*WHAT TO PRODUCE:* Copy out all the lines below, swapping every "drill" for "exercise" and keeping everything else the same.

### ITEMS ###

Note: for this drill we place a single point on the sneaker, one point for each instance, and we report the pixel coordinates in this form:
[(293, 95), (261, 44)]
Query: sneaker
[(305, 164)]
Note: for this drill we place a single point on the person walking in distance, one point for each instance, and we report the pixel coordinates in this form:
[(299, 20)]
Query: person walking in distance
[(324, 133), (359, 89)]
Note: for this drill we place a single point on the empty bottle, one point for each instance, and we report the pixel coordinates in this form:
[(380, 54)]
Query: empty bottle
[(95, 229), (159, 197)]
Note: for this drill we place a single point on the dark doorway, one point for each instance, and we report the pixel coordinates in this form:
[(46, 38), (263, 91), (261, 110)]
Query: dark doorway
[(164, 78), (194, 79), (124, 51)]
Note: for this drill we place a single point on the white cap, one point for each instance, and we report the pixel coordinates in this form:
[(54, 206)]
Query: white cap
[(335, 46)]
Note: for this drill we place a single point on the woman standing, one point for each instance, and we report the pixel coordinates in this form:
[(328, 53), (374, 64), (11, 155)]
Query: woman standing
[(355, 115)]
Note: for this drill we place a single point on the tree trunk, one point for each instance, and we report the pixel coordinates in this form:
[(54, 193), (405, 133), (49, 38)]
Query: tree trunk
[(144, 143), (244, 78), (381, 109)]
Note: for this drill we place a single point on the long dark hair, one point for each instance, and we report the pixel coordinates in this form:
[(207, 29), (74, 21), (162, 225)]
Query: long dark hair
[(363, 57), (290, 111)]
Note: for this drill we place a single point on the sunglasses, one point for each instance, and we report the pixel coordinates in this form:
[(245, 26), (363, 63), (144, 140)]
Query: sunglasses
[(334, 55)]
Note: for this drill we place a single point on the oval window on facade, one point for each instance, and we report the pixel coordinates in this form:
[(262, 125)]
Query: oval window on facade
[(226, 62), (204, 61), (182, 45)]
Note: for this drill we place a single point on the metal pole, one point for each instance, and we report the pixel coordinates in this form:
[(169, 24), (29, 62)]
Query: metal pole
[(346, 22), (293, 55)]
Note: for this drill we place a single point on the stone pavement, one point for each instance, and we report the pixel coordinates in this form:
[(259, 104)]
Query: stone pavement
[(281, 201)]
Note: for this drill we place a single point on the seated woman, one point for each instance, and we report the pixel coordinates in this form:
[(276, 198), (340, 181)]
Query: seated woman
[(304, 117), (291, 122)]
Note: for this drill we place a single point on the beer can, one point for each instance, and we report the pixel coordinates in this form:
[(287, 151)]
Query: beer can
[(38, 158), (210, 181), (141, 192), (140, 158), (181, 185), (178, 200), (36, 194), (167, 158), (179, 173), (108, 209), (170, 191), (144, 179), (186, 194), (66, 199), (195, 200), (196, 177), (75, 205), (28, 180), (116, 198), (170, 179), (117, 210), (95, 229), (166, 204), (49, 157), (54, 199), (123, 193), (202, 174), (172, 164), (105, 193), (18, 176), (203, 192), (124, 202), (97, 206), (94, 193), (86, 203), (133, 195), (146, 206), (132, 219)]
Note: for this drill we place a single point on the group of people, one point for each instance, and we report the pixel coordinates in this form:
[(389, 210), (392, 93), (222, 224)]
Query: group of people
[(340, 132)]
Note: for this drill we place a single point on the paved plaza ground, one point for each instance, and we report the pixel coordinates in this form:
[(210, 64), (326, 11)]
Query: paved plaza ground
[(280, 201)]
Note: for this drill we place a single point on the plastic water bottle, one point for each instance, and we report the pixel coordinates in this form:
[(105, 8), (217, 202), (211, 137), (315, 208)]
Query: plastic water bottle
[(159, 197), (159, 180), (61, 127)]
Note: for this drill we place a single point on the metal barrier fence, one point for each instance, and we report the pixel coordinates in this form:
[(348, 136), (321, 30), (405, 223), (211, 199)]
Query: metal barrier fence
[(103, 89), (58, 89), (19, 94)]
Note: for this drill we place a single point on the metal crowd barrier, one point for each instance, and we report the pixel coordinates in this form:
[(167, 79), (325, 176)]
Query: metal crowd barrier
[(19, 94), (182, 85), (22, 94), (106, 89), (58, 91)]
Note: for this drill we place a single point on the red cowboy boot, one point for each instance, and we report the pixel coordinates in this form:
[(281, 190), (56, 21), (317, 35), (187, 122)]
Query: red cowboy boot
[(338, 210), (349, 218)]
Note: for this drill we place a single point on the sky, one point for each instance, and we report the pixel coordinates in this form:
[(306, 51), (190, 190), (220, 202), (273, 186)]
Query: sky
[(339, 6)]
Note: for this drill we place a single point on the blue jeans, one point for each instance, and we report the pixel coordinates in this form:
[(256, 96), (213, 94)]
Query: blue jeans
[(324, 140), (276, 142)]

###

*SOLUTION TO THE EXERCISE:*
Note: for this exercise we place a single point on the sneaker, one point for each instance, and we report the pixel coordinates in this form:
[(293, 95), (261, 44)]
Query: sneaker
[(305, 164)]
Note: for this exercise we place a single point on the person walking in distance, one point for each instance, and we report the pixel coordinates in this form:
[(299, 20)]
Query: person walking in distance
[(324, 133), (359, 89)]
Note: for this exercise we place a single point on the empty bottle, one point for each instance, and we report the pixel coordinates in this form:
[(380, 54)]
Query: empty bottle
[(95, 229), (159, 197)]
Note: for this exercise we place a single point on the dark doorway, one point for each instance, and we report the pixel coordinates in this form:
[(46, 38), (263, 91), (261, 110)]
Query: dark doorway
[(164, 78), (194, 79), (124, 51)]
Note: for this exercise we place a single point on the white cap, one point for each instance, and we report the pixel coordinates in this form:
[(54, 206)]
Query: white cap
[(335, 46)]
Note: for this exercise we place a single point on the woman standing, one point for each instance, and we report the pixel coordinates in this form:
[(328, 53), (374, 64), (11, 155)]
Query: woman standing
[(355, 115)]
Note: for this exercise we place a single point on the tree trunk, one point for each instance, and we report the pixel coordinates in this form:
[(54, 193), (405, 133), (49, 38)]
Query: tree trunk
[(144, 143), (244, 78), (381, 109)]
Note: for this exercise we place a single point on the long dark hair, one point for each instance, and we report the pixel coordinates in this form:
[(207, 29), (74, 21), (162, 225)]
Query: long dark hair
[(363, 57), (290, 111)]
Note: for this exercise we place a single point on the sunglasses, one point for each instance, and we report the pixel coordinates in this form:
[(245, 26), (363, 63), (144, 140)]
Query: sunglasses
[(334, 55)]
Note: for this exercise we place a single point on the oval window on facade, one point for each instance, and we report the pixel coordinates in this form:
[(262, 125)]
Query: oval window on facade
[(226, 62), (204, 61), (182, 45)]
Note: for this exercise we place a single point on the metal pole, one point for each instance, and we report the pixel coordinates in this form:
[(169, 24), (29, 62)]
Query: metal pole
[(346, 22), (293, 55)]
Note: for this exercise we place a single point on the stone pavement, one point for each instance, and we report the pixel coordinates in this form:
[(259, 104)]
Query: stone pavement
[(281, 201)]
Note: for this exercise we place a single point on the seated woman, one point for each instance, and we report the pixel coordinates in this form:
[(276, 198), (340, 181)]
Query: seated woman
[(304, 117), (291, 122)]
Note: for this exercise we place a single point on the beer can, one point for each instance, and we report the pixel coordinates in this form:
[(287, 151)]
Query: beer can
[(38, 158), (210, 181), (141, 192), (140, 158), (181, 185), (178, 200), (36, 194), (167, 158), (179, 173), (108, 209), (170, 191), (144, 179), (186, 194), (66, 199), (195, 200), (196, 177), (75, 205), (28, 180), (116, 198), (170, 179), (117, 210), (95, 229), (166, 204), (49, 157), (54, 199), (123, 193), (202, 174), (172, 164), (105, 193), (18, 176), (203, 192), (124, 202), (97, 206), (94, 193), (86, 203), (133, 195), (146, 206), (132, 219)]
Note: for this exercise we place a single point on the group of people, one point for each instance, and we report the pixel coordinates in this form:
[(389, 210), (392, 93), (222, 224)]
Query: group of people
[(340, 132)]
Note: for this exercise we place a single point on the paved plaza ground, one point for each instance, and we report the pixel coordinates in this form:
[(210, 64), (326, 11)]
Query: paved plaza ground
[(280, 201)]
Note: for this exercise we place a single point on the plastic water bottle, one point for each instance, and we report the pixel coordinates in this form:
[(105, 8), (217, 202), (211, 137), (315, 208)]
Query: plastic water bottle
[(159, 197), (159, 180), (61, 127)]
Note: for this exercise we place a single point on the metal barrier fence, one point for each instance, and we report the pixel coordinates in this form:
[(348, 136), (321, 30), (405, 223), (211, 199)]
Query: metal barrier fence
[(103, 89), (58, 89), (19, 94)]
Note: for this exercise we place a single point on the metal crowd barrier, one point for each instance, and we report the pixel coordinates in this form:
[(167, 79), (325, 176)]
Query: metal crowd barrier
[(19, 94), (182, 85), (22, 94), (106, 89), (58, 91)]
Note: for this exercise we place a single point on the red cowboy boot, one point for each instance, and we report the pixel coordinates in this form:
[(281, 190), (56, 21), (317, 35), (187, 122)]
Query: red cowboy boot
[(338, 210), (349, 218)]
Note: for this exercise we place a single point on the sky, one point for each instance, and we report the pixel coordinates in this form:
[(306, 51), (190, 190), (220, 202), (273, 186)]
Query: sky
[(339, 6)]
Note: for this exercise we place a single point on the blue jeans, one point for each instance, and we report the pixel coordinates in this form:
[(256, 96), (213, 94)]
Query: blue jeans
[(324, 140), (276, 142)]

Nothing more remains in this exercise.